▶ [GIVEN PROBLEM]: Please render the material below as a numbered list with one line per item, skipping blank lines and leaving out the pictures.

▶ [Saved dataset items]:
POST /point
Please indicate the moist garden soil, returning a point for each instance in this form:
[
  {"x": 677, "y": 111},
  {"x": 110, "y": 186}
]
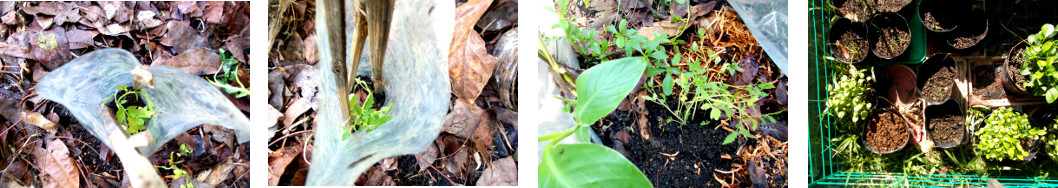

▶ [FINAL ANSWER]:
1. POST /point
2. Please indicate the moist garden soil, returning a point for each instance in this form:
3. [
4.   {"x": 677, "y": 111},
5.   {"x": 110, "y": 186}
6. ]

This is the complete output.